───── Data provided
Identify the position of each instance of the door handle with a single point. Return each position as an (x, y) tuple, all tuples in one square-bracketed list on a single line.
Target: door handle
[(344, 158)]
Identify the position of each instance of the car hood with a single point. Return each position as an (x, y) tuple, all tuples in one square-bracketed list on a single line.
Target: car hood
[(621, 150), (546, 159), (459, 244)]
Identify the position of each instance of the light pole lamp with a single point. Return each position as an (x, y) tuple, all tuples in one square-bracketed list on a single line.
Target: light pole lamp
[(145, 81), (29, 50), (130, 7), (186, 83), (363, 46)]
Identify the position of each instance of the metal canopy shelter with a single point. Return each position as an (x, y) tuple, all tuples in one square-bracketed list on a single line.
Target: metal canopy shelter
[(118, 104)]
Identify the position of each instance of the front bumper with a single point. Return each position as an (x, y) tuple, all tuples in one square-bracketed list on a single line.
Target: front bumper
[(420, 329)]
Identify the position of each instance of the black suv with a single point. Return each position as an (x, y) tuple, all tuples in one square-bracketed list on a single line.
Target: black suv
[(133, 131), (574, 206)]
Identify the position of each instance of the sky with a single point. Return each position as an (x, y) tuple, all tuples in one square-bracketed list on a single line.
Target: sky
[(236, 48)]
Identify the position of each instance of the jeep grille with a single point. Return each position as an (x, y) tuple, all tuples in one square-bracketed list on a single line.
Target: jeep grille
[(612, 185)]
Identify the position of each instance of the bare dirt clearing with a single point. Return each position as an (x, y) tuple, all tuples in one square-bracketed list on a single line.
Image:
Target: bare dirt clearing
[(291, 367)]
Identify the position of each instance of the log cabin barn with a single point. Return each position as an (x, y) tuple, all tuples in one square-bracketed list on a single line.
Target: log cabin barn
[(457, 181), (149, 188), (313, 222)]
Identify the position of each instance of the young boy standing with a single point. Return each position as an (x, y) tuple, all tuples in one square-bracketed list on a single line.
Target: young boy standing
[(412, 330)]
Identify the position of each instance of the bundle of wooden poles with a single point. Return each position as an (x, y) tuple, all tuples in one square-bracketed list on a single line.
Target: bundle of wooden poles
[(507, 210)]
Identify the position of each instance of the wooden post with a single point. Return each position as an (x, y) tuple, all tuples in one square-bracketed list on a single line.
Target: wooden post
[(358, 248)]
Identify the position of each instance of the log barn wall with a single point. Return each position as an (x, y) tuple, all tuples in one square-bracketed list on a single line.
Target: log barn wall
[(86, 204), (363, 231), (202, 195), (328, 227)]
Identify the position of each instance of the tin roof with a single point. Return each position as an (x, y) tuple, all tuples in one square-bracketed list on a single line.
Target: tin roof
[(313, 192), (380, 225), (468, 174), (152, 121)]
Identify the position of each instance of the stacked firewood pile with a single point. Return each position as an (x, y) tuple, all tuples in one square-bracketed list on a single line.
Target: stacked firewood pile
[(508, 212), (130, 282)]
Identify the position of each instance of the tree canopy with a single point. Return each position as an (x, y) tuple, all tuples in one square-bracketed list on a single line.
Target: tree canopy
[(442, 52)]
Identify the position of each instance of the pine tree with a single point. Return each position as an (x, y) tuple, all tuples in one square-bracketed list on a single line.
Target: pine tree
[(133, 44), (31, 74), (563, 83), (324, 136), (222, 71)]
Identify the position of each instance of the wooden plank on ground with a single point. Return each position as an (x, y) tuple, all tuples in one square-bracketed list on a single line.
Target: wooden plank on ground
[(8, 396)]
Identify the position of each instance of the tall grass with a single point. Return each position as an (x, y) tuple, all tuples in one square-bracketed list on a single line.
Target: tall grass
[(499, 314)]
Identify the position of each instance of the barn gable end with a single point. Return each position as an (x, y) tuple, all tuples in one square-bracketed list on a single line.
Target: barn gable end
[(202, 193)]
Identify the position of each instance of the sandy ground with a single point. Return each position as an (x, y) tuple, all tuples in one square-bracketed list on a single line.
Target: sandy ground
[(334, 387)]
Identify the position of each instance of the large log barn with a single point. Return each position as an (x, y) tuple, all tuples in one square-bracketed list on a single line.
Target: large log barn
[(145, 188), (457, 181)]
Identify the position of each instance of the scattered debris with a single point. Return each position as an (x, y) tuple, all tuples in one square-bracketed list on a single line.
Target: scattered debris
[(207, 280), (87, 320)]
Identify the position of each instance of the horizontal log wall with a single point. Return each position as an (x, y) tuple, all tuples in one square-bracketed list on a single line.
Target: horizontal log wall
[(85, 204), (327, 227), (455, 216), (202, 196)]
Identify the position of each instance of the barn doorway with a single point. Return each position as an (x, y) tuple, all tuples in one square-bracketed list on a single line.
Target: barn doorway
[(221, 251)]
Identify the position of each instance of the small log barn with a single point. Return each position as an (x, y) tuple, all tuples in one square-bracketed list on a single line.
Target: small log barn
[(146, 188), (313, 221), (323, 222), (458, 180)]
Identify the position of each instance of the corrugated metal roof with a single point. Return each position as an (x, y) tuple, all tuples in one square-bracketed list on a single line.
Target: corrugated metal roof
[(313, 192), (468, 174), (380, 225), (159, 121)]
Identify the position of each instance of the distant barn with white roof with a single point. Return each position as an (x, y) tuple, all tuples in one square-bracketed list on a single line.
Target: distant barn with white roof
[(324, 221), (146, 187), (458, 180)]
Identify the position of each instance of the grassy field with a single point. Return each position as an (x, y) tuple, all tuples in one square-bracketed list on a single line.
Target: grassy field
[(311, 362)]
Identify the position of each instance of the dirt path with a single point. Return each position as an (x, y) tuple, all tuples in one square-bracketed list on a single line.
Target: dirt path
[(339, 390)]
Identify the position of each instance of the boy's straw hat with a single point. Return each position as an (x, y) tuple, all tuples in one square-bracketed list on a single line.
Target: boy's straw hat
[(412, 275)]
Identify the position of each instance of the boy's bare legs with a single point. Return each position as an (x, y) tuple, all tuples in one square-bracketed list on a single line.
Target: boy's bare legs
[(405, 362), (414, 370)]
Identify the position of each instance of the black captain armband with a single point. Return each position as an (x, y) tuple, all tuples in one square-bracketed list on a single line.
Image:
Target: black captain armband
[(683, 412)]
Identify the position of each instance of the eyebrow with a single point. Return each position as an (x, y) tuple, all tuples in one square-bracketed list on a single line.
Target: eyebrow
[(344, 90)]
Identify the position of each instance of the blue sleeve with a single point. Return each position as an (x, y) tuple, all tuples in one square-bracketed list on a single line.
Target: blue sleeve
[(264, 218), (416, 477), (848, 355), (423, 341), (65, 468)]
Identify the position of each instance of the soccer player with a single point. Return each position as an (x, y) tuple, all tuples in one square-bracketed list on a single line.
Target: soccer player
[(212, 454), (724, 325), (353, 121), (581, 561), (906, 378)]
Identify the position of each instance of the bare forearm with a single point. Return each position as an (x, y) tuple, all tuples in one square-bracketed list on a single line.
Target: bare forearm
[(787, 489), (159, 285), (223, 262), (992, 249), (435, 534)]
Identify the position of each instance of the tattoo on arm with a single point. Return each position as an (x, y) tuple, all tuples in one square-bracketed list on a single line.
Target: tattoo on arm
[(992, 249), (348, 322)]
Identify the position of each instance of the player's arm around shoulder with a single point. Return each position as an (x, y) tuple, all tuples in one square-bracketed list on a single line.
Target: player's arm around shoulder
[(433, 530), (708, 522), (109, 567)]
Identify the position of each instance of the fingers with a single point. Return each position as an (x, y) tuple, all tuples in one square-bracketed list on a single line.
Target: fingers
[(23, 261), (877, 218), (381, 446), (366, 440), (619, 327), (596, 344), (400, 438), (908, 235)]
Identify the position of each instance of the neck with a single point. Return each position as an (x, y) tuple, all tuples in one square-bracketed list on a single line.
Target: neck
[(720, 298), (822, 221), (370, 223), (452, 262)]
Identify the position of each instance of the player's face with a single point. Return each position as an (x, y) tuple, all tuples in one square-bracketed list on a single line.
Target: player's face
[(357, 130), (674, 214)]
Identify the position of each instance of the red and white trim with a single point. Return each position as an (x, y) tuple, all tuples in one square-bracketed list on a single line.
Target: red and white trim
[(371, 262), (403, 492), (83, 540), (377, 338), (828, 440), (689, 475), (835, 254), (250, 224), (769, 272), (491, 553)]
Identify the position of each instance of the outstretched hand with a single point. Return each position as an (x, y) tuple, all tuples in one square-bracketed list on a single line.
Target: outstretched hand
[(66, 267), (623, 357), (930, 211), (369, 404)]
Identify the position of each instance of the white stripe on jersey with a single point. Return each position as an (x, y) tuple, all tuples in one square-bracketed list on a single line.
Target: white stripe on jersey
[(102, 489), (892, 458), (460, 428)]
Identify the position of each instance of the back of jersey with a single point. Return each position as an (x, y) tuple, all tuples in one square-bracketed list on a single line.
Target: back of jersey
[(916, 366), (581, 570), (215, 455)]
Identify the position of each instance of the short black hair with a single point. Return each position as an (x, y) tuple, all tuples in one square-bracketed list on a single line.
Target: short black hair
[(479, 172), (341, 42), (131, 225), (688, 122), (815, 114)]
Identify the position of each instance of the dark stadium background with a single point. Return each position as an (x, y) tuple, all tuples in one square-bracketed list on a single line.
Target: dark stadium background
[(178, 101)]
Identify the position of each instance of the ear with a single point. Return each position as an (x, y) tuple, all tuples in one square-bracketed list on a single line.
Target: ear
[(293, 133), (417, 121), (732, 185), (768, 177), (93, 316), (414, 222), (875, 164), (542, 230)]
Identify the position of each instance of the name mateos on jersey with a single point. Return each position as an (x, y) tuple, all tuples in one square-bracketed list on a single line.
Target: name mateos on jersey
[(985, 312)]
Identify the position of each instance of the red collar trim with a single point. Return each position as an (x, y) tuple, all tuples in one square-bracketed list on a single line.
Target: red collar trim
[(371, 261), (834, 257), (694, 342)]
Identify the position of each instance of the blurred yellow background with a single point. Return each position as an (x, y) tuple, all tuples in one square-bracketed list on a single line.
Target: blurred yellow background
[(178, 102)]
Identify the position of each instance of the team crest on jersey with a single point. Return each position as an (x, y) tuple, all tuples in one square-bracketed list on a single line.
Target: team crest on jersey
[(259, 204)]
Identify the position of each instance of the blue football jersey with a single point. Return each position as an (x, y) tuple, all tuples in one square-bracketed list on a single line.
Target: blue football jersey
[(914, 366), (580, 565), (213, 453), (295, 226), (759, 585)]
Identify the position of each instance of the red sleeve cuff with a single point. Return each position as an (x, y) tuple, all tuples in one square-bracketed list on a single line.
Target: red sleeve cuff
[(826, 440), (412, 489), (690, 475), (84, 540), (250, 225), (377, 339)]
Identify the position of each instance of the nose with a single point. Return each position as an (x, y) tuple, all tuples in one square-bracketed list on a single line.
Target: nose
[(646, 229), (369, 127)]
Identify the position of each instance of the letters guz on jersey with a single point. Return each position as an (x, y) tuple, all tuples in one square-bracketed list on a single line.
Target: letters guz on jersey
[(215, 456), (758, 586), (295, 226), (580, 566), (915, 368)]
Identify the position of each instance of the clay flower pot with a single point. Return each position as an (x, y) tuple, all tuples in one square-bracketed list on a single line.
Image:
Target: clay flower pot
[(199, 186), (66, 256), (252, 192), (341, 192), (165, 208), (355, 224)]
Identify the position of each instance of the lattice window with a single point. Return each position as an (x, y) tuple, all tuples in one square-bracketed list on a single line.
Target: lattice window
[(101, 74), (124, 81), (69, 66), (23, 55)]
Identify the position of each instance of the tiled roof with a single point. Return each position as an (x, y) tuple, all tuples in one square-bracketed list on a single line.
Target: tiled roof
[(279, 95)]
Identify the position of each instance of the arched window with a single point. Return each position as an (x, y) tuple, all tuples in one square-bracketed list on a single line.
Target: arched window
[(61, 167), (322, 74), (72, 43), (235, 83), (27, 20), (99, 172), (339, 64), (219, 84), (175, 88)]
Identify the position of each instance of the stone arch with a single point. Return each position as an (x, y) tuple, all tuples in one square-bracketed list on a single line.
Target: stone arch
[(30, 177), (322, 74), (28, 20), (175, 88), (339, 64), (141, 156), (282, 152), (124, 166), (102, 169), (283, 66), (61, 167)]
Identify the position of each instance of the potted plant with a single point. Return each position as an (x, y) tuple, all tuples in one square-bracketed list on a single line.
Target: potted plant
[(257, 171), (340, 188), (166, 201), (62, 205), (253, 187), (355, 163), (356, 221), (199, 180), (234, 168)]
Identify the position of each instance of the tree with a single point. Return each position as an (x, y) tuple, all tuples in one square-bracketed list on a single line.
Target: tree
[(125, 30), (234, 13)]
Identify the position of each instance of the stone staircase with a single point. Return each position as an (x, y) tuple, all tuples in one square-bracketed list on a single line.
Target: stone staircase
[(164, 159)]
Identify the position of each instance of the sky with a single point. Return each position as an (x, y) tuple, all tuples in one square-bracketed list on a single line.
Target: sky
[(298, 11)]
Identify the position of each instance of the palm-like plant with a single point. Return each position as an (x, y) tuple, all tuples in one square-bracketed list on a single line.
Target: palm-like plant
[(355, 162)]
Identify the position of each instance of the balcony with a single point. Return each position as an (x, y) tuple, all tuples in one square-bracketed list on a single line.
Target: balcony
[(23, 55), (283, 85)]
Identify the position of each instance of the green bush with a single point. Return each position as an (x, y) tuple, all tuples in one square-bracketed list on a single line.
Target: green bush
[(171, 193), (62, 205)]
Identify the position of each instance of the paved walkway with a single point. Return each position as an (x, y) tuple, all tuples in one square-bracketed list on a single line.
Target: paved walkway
──────────
[Your objective] Turn everything from the first line of the entries above down to the line containing "[(145, 81), (29, 50), (130, 7), (186, 83), (363, 46)]", both included, into a Markdown table with the columns Row and Line. Give each line its own numbered row and skip any blank lines.

[Response for this exercise]
| Row | Line |
|---|---|
| 1 | Identify the position of each instance of the door handle with a single point. Return each position as an (x, y) tuple, all tuples in one square-bracketed list on a single line. |
| 2 | Target: door handle |
| 3 | [(344, 158)] |
| 4 | Identify the position of each instance of the car hood with a single point. Return each position as an (x, y) tuple, all tuples in one square-bracketed list on a single line. |
| 5 | Target: car hood |
| 6 | [(621, 150), (546, 159), (459, 244)] |
| 7 | Identify the position of each instance of the light pole lamp with a single point. Return each position as an (x, y) tuple, all tuples in one square-bracketed list on a single line. |
| 8 | Target: light pole lamp |
| 9 | [(145, 81), (29, 50), (130, 7), (186, 83), (363, 46)] |